BRIEF -
Decide whether each statement agrees with the Tom Fowler interview below. Answer yes or no for each, quoting the deciding words of the interview. 1. Fowler began playing electric bass at about sixteen. 2. Abe Laboriel agreed to take over the bass parts after Fowler's injury. 3. Fowler broke his hand playing football during a tour.

DOCUMENT SECTION -
═══

The Be-Bop Bass Notes: Tom Fowler Interview
By Evil Prince
T'Mershi Duween, #64, March 2000
(Recorded in LA 24.4.96, in Tom's restaurant it appears, by the Evil Prince)
TF: I started out in Salt Lake City with all my brothers at six years old. Then when I was in sixth grade – I guess that made me about twelve – I started playing upright bass. I played that for a while. Then I heard Hendrix and Zappa, believe it or not, and I decided to play electric bass. I started on that when I was about sixteen. I'm forty-four now. When I was seventeen, I ran away and joined a rock band called It's a Beautiful Day. I did two records with them. I spent a year at the University of Utah; then I moved to New York and played with a trumpet player who died right after that. I played with [trombonist Bill] Watrous (?) there and a guy named Enrico Rava and various goofy jazz things. After that, I went to San Francisco and played with a bunch of bands out there, nothing too spectacular. I went back to playing violin. I had a kid and I was twenty years old, felt like a lost soul.
Then Bruce called me up and I auditioned for Frank and somehow I got the gig. I hadn't even been playing bass, but I guess he got sick of looking for a bass player. This was in 1973. The audition was very simple. He had me play a couple of odd muted things and groove for a while, and then he said 'OK, you're it'. That was a really good band. I then just did Frank's stuff for a few years until I broke my hand in the middle of a tour which was my downfall. We were playing football and I broke this bone right in the middle of the tour in Dayton, Ohio. I stayed with the band and directed. I had all the notes on the keyboard and I would point at them with a chemical wand that glowed in the dark. We had one horrible bass player after another and tried to do it and there was no way it was working, me trying, to count them into D flat and all this odd metered stuff was going by. There was no way these guys could have done it; they would have to have known the music. I tried to get Abe [Laboriel] to do it; he was in Boston, but he passed on it. I don't know why. He was a good enough player to have done it, I think, but it was just too much too fast.

═══

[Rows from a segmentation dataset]

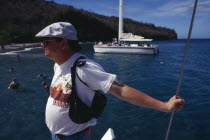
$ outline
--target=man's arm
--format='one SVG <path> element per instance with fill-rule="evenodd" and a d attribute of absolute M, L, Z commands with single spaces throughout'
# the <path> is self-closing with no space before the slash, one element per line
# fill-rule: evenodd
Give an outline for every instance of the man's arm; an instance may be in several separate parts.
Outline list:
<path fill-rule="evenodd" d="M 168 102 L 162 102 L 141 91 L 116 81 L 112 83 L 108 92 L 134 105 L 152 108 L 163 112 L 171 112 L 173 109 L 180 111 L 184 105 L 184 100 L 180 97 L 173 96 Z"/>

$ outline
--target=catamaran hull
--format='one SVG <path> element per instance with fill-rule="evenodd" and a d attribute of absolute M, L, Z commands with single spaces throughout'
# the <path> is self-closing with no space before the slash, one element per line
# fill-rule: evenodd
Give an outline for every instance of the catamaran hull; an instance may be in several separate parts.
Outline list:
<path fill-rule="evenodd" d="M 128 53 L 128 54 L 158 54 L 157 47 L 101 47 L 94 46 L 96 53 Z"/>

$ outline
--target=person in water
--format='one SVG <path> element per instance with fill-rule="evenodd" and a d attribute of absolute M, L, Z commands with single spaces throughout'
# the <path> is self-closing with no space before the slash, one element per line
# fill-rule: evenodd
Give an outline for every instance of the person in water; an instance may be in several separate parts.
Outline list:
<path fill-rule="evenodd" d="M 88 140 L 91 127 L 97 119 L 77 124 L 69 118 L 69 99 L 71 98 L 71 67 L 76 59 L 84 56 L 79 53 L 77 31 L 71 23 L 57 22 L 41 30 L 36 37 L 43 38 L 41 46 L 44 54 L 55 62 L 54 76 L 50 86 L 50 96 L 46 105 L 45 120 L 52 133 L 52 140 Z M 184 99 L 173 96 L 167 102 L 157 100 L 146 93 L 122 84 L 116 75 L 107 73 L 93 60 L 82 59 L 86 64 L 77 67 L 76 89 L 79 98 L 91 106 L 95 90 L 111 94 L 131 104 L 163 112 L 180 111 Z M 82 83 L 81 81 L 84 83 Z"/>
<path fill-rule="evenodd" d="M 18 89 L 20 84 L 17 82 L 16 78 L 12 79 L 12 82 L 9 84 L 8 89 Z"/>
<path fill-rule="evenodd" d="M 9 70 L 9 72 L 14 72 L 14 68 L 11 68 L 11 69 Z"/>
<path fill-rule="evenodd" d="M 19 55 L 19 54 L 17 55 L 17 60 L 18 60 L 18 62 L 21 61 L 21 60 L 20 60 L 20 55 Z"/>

═══

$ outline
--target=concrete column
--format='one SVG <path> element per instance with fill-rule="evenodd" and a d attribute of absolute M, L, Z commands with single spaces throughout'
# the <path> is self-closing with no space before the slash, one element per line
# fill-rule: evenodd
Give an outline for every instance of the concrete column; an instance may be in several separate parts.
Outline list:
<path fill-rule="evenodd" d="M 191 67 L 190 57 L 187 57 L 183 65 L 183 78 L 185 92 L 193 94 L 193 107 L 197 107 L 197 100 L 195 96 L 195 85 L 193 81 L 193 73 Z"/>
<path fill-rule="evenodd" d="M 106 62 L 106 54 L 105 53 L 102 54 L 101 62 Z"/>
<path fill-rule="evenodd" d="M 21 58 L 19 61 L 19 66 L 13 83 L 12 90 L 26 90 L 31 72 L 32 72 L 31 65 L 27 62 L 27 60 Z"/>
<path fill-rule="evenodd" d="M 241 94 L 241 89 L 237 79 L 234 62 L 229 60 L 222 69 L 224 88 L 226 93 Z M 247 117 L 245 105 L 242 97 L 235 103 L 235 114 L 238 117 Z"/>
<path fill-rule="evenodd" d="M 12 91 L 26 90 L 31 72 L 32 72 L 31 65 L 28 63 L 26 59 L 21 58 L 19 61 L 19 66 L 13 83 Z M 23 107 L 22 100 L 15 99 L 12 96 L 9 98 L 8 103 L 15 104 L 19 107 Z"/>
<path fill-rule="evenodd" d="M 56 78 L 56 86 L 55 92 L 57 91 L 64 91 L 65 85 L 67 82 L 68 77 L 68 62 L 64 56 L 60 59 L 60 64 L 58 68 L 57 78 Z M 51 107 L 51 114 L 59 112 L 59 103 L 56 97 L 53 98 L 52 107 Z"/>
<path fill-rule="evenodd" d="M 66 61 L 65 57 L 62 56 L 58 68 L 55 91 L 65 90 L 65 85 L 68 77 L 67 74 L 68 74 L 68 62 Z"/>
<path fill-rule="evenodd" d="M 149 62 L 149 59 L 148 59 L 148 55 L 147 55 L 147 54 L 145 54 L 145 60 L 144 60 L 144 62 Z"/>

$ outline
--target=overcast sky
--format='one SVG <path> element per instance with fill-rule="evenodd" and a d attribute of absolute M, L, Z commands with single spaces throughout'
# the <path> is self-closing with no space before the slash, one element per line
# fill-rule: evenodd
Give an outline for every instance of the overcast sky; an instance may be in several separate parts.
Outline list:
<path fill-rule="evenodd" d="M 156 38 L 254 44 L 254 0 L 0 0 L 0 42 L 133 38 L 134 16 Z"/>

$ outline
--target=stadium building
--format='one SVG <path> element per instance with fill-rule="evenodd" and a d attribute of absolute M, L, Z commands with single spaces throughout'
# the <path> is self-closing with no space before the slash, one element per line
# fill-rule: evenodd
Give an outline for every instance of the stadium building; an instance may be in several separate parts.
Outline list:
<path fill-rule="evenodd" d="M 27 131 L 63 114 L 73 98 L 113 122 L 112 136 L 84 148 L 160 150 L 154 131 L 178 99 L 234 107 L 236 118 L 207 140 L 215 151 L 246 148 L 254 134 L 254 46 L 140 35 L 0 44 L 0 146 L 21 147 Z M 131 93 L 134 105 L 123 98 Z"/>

═══

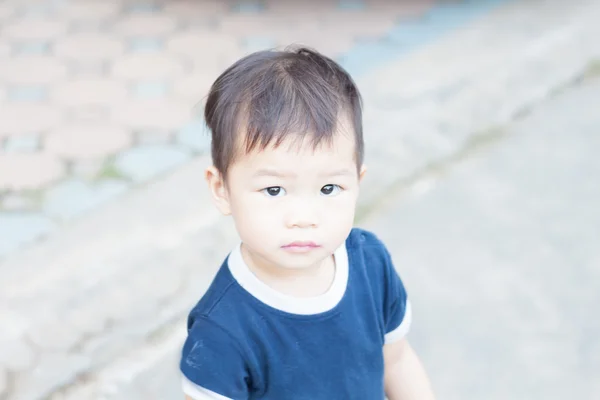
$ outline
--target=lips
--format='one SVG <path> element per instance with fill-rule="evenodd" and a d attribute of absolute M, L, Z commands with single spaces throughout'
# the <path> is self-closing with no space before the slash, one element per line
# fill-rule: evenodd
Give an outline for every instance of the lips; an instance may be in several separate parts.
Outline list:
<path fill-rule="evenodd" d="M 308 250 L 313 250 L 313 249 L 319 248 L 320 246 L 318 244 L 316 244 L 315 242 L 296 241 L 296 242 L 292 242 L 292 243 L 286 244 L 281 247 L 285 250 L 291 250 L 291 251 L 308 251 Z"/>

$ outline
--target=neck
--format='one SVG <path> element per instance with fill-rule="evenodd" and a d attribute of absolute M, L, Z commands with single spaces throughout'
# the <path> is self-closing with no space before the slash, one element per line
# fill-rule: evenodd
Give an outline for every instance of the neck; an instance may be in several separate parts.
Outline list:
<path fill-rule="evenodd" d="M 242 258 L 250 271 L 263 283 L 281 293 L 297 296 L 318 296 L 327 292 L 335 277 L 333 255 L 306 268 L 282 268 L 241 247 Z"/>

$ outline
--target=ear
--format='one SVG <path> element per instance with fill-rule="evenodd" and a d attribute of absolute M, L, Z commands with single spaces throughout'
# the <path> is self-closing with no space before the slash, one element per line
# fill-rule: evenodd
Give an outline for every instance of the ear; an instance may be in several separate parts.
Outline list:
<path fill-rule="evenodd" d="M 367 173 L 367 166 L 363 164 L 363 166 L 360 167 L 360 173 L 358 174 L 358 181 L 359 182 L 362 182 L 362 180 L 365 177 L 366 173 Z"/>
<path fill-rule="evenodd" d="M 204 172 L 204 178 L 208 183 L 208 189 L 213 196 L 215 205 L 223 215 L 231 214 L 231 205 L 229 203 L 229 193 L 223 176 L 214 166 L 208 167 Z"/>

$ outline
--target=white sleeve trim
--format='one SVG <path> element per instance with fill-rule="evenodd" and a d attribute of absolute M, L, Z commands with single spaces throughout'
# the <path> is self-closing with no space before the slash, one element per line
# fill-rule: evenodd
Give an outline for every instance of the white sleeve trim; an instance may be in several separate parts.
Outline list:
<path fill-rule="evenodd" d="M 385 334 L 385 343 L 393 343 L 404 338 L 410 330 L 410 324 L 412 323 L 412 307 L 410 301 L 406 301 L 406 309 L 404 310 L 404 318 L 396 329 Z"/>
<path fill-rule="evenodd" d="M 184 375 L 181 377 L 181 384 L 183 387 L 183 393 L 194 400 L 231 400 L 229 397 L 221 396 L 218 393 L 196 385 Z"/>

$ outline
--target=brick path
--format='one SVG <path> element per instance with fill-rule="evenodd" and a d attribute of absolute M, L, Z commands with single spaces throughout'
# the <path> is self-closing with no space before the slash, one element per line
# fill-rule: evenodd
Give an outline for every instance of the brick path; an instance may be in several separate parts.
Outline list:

═══

TASK SOLUTION -
1. Yes: "I started on that when I was about sixteen."
2. No: "I tried to get Abe [Laboriel] to do it; he was in Boston, but he passed on it."
3. Yes: "We were playing football and I broke this bone right in the middle of the tour in Dayton, Ohio."